What you will do:
a) List every writer the article credits with writing it.
b) Please rewrite the article starting with "The Beatles Cope" and going on through "and Fred Hauptfuhrer.", substituting "Yoko Ono" for each occurrence of "Yoko".

Text block:
-- -- --

The Beatles Cope with John's Death

The following article appeared in the February 23, 1981 issue of People Weekly Magazine. The first part of this article (about Ringo) was written by Salley Rayl. The second part (about Paul, George and Yoko) was written by Carl Arrington and Fred Hauptfuhrer.

It was late November, recalls Ringo Starr, when he and his fiancee, actress Barbara Bach, visited Manhattan and last saw John Lennon. "He and Yoko came over to our hotel, and we had a great time saying 'hello' again. His head was together. His album was done, and we worked it all out that come January, we were going into the studio together," Starr continues. "Even though he was always treated in the press as a cynical put-down artist, John had the biggest heart of all of us. He was so up, so happy then-he blew me away, he was so happy."
He pauses. His eyes mist; for half Ringo's 40 years, Lennon had been, variously, colleague, mentor, friend and-in Barbara's words-"a brother."
"Barbara and I are sitting in the Bahamas," says Starr, picking up the story, "and we get these calls. He's been shot. And then...he's dead. Dead!" Unlike the McCartneys or the Harrisons, Ringo and Barbara flew to New York immediately to be with Yoko.
There was a time that Ono's extraordinary bond with Lennon bothered him, Starr concedes: "I didn't like because she was taking my friend away." More recently, through, the Lennons' inseparability has been reflected in his own life. Indeed, he notes that at the Dakota after the murder, "When Yoko asked just to see me, I told her, 'Look it was you who started all this. We're both coming in.' Barbara and I do everything together."
He and Bach, 31, had been drawing closer ever since they met a year ago while working on Caveman, a film farce due out this spring. "On April 27 he told me he loved me." Barbara smiles, and by wrap up time they had become roommates. Shortly thereafter they had their own firsthand brush with mortality. On a road near London, Ringo swerved to avoid a skidding truck; his Mercedes 350SL took out two light posts before flipping over twice. After they'd both walked away from the wreckage, he says, "We decided we wouldn't spend any time apart. So far the longest break was five days, and that was too long. I want to live every minute with Barbara."
"Ringo the perfomrer and Richard are two different people," observes Bach of the man she always calls either by his given name or Ritchie. "Ringo's going to sail through all that's happened recently, but Ritchie is moody. He's had a real rough time with it." The Lennon tragedy evokes in him both anger and introspection.
The ire is focused on exploiters of Beatles memorabilia, flourishing since John's death. "It pisses me off that what they're selling is not even old-made crap, it's new-made crap," snarls Ringo. "And 'Beatlefests,' Beatlemania and that TV thing, Birth of the Beatles, just used us, but we can't stop it." Still, Ringo can be as nostalgic about the quartet as their most devoted fan. "It's very hard to say what made it happen the way it did," he says. "We started out just players, fighting to make something of ourselves-it was the only way out of the factory. No one thought we were musicians until the Sunday Times wrote about us," he laughs. "We didn't even understand what all this 'candence' stuff was about, and we were the ones on the record! But the kids were onto us. You can't fool kids. And in the end, we played the finest music any band was playing."

-- -- --

Data provided:
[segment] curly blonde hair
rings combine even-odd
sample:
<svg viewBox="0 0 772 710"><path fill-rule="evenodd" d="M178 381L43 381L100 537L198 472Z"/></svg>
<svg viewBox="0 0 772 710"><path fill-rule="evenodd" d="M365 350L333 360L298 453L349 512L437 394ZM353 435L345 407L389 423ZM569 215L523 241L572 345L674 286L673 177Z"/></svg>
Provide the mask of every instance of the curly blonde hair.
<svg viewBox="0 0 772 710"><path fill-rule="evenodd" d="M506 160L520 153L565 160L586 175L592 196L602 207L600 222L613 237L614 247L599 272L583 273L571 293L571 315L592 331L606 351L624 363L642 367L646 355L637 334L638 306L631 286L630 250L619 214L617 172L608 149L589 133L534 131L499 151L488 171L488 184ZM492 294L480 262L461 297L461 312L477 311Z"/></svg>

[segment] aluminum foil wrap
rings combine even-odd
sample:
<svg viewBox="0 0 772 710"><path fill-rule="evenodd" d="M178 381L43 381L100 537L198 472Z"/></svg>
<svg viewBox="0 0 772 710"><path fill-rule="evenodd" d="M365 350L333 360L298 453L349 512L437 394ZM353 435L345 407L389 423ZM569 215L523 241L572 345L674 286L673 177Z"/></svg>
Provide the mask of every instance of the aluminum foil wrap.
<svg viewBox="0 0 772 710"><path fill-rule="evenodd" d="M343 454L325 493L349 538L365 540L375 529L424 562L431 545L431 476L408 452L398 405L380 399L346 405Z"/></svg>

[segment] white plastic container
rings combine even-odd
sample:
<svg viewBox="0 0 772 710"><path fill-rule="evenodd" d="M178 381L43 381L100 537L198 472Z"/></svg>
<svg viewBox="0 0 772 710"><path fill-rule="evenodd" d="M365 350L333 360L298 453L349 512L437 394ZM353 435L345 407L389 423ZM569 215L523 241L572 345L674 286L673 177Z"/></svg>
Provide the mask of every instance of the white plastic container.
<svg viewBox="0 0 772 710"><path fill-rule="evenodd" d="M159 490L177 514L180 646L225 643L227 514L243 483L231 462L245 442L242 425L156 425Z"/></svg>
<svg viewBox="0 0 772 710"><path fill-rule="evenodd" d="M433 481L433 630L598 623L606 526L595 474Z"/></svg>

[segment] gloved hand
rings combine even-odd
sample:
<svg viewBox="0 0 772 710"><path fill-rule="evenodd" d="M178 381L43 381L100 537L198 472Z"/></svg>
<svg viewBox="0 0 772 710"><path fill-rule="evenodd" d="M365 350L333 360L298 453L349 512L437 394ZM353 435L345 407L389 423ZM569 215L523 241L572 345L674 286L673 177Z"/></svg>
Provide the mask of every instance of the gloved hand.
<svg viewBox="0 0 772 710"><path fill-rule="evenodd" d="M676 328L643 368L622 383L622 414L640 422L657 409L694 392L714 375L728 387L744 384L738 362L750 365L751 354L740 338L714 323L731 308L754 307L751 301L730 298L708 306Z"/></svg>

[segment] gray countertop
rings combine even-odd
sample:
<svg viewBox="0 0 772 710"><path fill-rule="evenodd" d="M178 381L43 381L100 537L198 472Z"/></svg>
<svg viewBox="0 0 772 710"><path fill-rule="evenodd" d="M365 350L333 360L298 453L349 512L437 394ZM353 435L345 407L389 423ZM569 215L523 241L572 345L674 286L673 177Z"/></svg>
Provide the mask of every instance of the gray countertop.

-- -- --

Task-by-task solutions:
a) Salley Rayl, Carl Arrington, Fred Hauptfuhrer

b)
The Beatles Cope with John's Death

The following article appeared in the February 23, 1981 issue of People Weekly Magazine. The first part of this article (about Ringo) was written by Salley Rayl. The second part (about Paul, George and Yoko Ono) was written by Carl Arrington and Fred Hauptfuhrer.